» **Source material**:
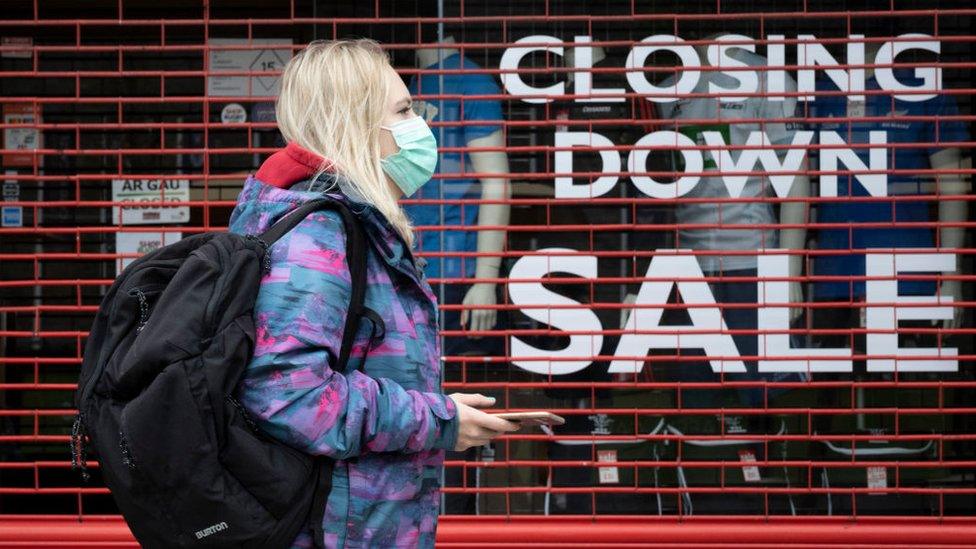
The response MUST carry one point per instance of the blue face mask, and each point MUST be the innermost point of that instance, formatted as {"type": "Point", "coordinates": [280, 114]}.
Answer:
{"type": "Point", "coordinates": [413, 165]}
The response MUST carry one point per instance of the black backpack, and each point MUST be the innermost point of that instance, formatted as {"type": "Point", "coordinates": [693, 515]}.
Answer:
{"type": "Point", "coordinates": [185, 464]}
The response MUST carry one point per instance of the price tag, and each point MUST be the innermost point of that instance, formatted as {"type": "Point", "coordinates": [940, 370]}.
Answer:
{"type": "Point", "coordinates": [608, 475]}
{"type": "Point", "coordinates": [750, 472]}
{"type": "Point", "coordinates": [877, 478]}
{"type": "Point", "coordinates": [855, 109]}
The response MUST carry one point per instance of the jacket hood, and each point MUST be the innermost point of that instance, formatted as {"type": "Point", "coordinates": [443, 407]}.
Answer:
{"type": "Point", "coordinates": [283, 183]}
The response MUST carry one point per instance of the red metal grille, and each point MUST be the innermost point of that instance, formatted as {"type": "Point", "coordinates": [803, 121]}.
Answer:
{"type": "Point", "coordinates": [596, 316]}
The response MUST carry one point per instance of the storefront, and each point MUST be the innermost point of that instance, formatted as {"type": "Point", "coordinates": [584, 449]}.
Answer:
{"type": "Point", "coordinates": [730, 242]}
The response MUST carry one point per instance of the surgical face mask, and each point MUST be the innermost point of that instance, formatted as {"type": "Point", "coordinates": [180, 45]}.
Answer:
{"type": "Point", "coordinates": [413, 165]}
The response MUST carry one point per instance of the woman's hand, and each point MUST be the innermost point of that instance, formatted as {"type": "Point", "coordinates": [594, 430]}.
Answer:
{"type": "Point", "coordinates": [476, 428]}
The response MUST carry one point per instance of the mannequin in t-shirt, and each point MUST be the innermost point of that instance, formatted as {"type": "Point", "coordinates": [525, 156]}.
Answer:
{"type": "Point", "coordinates": [734, 120]}
{"type": "Point", "coordinates": [494, 187]}
{"type": "Point", "coordinates": [491, 169]}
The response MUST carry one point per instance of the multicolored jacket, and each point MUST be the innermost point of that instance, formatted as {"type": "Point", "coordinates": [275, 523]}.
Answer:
{"type": "Point", "coordinates": [385, 419]}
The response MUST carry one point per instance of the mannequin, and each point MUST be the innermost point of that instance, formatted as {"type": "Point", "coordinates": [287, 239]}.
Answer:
{"type": "Point", "coordinates": [693, 116]}
{"type": "Point", "coordinates": [948, 157]}
{"type": "Point", "coordinates": [491, 167]}
{"type": "Point", "coordinates": [482, 293]}
{"type": "Point", "coordinates": [926, 130]}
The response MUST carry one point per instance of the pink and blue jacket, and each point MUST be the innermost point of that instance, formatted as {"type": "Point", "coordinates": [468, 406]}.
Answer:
{"type": "Point", "coordinates": [385, 420]}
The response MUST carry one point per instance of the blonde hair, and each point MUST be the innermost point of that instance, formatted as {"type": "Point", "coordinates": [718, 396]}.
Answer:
{"type": "Point", "coordinates": [332, 102]}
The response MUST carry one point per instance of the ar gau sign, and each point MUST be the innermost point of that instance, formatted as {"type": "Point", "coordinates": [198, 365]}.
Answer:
{"type": "Point", "coordinates": [147, 197]}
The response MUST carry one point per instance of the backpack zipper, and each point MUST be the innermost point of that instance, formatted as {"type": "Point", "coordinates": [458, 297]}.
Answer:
{"type": "Point", "coordinates": [143, 308]}
{"type": "Point", "coordinates": [126, 454]}
{"type": "Point", "coordinates": [79, 453]}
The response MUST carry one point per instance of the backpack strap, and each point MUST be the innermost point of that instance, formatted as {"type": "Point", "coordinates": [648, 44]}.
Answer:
{"type": "Point", "coordinates": [356, 258]}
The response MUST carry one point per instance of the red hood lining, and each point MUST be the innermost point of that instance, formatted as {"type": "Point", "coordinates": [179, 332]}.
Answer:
{"type": "Point", "coordinates": [290, 165]}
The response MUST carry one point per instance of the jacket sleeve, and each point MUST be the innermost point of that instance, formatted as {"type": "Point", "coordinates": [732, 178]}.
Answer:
{"type": "Point", "coordinates": [290, 387]}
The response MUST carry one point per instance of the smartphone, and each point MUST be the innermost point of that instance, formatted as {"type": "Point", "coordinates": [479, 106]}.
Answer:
{"type": "Point", "coordinates": [532, 418]}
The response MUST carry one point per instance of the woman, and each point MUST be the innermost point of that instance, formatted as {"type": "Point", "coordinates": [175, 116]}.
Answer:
{"type": "Point", "coordinates": [351, 134]}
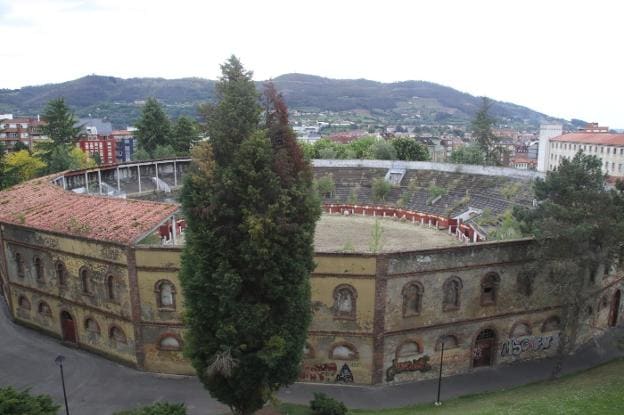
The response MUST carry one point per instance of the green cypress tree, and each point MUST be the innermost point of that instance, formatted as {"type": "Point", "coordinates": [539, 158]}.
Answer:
{"type": "Point", "coordinates": [60, 124]}
{"type": "Point", "coordinates": [185, 133]}
{"type": "Point", "coordinates": [249, 247]}
{"type": "Point", "coordinates": [153, 127]}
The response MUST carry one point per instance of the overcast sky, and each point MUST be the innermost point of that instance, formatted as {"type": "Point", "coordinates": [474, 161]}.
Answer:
{"type": "Point", "coordinates": [563, 58]}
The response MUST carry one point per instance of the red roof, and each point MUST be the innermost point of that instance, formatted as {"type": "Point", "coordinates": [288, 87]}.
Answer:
{"type": "Point", "coordinates": [592, 138]}
{"type": "Point", "coordinates": [42, 205]}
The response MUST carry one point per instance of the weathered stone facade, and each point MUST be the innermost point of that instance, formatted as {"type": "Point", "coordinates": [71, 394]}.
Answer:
{"type": "Point", "coordinates": [378, 318]}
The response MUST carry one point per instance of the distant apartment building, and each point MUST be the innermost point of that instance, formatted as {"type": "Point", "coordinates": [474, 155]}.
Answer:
{"type": "Point", "coordinates": [593, 140]}
{"type": "Point", "coordinates": [102, 146]}
{"type": "Point", "coordinates": [125, 144]}
{"type": "Point", "coordinates": [25, 130]}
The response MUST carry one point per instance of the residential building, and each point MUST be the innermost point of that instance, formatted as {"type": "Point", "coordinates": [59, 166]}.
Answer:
{"type": "Point", "coordinates": [25, 130]}
{"type": "Point", "coordinates": [596, 141]}
{"type": "Point", "coordinates": [102, 145]}
{"type": "Point", "coordinates": [125, 144]}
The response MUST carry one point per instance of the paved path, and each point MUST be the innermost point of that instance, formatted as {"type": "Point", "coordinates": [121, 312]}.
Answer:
{"type": "Point", "coordinates": [97, 386]}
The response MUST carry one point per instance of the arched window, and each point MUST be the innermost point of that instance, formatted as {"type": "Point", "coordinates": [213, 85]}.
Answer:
{"type": "Point", "coordinates": [344, 301]}
{"type": "Point", "coordinates": [23, 302]}
{"type": "Point", "coordinates": [308, 351]}
{"type": "Point", "coordinates": [408, 348]}
{"type": "Point", "coordinates": [60, 273]}
{"type": "Point", "coordinates": [117, 335]}
{"type": "Point", "coordinates": [451, 293]}
{"type": "Point", "coordinates": [169, 342]}
{"type": "Point", "coordinates": [489, 287]}
{"type": "Point", "coordinates": [343, 351]}
{"type": "Point", "coordinates": [450, 342]}
{"type": "Point", "coordinates": [92, 326]}
{"type": "Point", "coordinates": [412, 298]}
{"type": "Point", "coordinates": [525, 282]}
{"type": "Point", "coordinates": [84, 281]}
{"type": "Point", "coordinates": [110, 287]}
{"type": "Point", "coordinates": [19, 264]}
{"type": "Point", "coordinates": [44, 309]}
{"type": "Point", "coordinates": [165, 294]}
{"type": "Point", "coordinates": [552, 323]}
{"type": "Point", "coordinates": [520, 329]}
{"type": "Point", "coordinates": [38, 264]}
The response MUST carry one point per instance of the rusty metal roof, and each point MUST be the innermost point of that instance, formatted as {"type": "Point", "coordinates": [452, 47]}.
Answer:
{"type": "Point", "coordinates": [39, 204]}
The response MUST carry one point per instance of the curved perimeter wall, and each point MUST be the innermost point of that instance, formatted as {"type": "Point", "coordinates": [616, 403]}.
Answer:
{"type": "Point", "coordinates": [377, 318]}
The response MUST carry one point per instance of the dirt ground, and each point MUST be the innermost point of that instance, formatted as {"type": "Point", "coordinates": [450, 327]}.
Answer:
{"type": "Point", "coordinates": [337, 233]}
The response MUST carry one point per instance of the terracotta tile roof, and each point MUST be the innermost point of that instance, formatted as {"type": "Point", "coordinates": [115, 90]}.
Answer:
{"type": "Point", "coordinates": [592, 138]}
{"type": "Point", "coordinates": [42, 205]}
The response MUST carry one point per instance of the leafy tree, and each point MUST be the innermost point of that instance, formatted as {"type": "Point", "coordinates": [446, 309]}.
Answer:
{"type": "Point", "coordinates": [327, 153]}
{"type": "Point", "coordinates": [60, 123]}
{"type": "Point", "coordinates": [62, 130]}
{"type": "Point", "coordinates": [482, 133]}
{"type": "Point", "coordinates": [185, 133]}
{"type": "Point", "coordinates": [383, 150]}
{"type": "Point", "coordinates": [248, 252]}
{"type": "Point", "coordinates": [469, 154]}
{"type": "Point", "coordinates": [578, 229]}
{"type": "Point", "coordinates": [161, 152]}
{"type": "Point", "coordinates": [409, 149]}
{"type": "Point", "coordinates": [23, 166]}
{"type": "Point", "coordinates": [140, 155]}
{"type": "Point", "coordinates": [363, 147]}
{"type": "Point", "coordinates": [159, 408]}
{"type": "Point", "coordinates": [153, 126]}
{"type": "Point", "coordinates": [97, 158]}
{"type": "Point", "coordinates": [20, 146]}
{"type": "Point", "coordinates": [13, 401]}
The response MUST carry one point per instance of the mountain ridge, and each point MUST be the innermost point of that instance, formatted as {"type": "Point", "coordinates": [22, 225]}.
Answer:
{"type": "Point", "coordinates": [369, 102]}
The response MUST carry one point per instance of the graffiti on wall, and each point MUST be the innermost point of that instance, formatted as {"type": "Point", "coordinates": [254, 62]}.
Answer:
{"type": "Point", "coordinates": [320, 372]}
{"type": "Point", "coordinates": [421, 365]}
{"type": "Point", "coordinates": [345, 375]}
{"type": "Point", "coordinates": [517, 346]}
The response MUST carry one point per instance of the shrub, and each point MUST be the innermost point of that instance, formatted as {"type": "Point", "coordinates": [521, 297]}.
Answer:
{"type": "Point", "coordinates": [325, 405]}
{"type": "Point", "coordinates": [160, 408]}
{"type": "Point", "coordinates": [13, 401]}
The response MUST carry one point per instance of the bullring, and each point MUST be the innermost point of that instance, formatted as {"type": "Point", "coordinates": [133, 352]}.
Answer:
{"type": "Point", "coordinates": [89, 257]}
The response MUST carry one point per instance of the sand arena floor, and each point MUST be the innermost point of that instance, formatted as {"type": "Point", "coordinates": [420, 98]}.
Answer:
{"type": "Point", "coordinates": [337, 233]}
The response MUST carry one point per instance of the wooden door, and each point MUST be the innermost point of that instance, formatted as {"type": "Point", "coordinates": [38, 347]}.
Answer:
{"type": "Point", "coordinates": [615, 309]}
{"type": "Point", "coordinates": [483, 351]}
{"type": "Point", "coordinates": [68, 327]}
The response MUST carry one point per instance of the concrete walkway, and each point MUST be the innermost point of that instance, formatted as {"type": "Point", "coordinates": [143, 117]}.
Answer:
{"type": "Point", "coordinates": [97, 386]}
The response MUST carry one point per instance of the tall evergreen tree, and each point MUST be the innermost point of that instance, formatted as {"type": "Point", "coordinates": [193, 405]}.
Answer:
{"type": "Point", "coordinates": [60, 123]}
{"type": "Point", "coordinates": [248, 255]}
{"type": "Point", "coordinates": [482, 133]}
{"type": "Point", "coordinates": [62, 129]}
{"type": "Point", "coordinates": [153, 126]}
{"type": "Point", "coordinates": [579, 230]}
{"type": "Point", "coordinates": [185, 133]}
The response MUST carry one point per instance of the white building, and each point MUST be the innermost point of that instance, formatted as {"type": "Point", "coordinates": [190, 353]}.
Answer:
{"type": "Point", "coordinates": [608, 147]}
{"type": "Point", "coordinates": [547, 131]}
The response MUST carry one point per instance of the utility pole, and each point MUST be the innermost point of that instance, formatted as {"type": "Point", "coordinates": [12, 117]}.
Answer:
{"type": "Point", "coordinates": [437, 402]}
{"type": "Point", "coordinates": [59, 361]}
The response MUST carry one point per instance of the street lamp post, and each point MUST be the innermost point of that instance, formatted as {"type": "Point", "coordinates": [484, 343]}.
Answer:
{"type": "Point", "coordinates": [59, 361]}
{"type": "Point", "coordinates": [437, 402]}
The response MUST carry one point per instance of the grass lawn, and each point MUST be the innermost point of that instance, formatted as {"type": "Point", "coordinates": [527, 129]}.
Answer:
{"type": "Point", "coordinates": [596, 391]}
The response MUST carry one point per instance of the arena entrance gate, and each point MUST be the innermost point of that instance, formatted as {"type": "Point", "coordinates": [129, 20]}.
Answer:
{"type": "Point", "coordinates": [483, 351]}
{"type": "Point", "coordinates": [68, 327]}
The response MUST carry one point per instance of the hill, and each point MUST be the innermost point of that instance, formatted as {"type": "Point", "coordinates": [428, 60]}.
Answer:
{"type": "Point", "coordinates": [358, 100]}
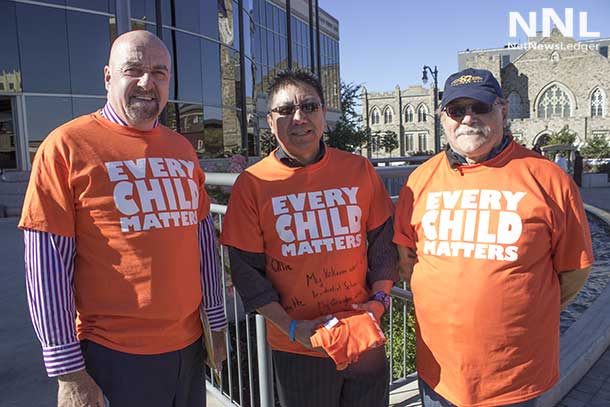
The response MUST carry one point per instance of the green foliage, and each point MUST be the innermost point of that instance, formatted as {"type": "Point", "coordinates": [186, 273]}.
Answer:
{"type": "Point", "coordinates": [402, 351]}
{"type": "Point", "coordinates": [563, 136]}
{"type": "Point", "coordinates": [596, 147]}
{"type": "Point", "coordinates": [347, 138]}
{"type": "Point", "coordinates": [348, 134]}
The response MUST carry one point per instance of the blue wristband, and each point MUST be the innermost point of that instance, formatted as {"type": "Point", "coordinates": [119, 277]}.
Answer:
{"type": "Point", "coordinates": [293, 325]}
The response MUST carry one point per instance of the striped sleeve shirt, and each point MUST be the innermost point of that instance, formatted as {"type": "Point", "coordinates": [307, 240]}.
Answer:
{"type": "Point", "coordinates": [49, 262]}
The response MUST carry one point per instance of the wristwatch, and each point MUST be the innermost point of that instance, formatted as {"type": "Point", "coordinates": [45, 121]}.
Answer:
{"type": "Point", "coordinates": [383, 298]}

» **Problem requirements**: Pull out all lines from the entries above in which the word "face" appears.

» **Finished task**:
The response MUST carry one point per instance of the blue face mask, and each point MUST be the innermost point of that instance, formatted as {"type": "Point", "coordinates": [280, 114]}.
The response MUST carry one point per instance of the surgical face mask, and each point MUST be the innermost point of that instance, formatted as {"type": "Point", "coordinates": [180, 45]}.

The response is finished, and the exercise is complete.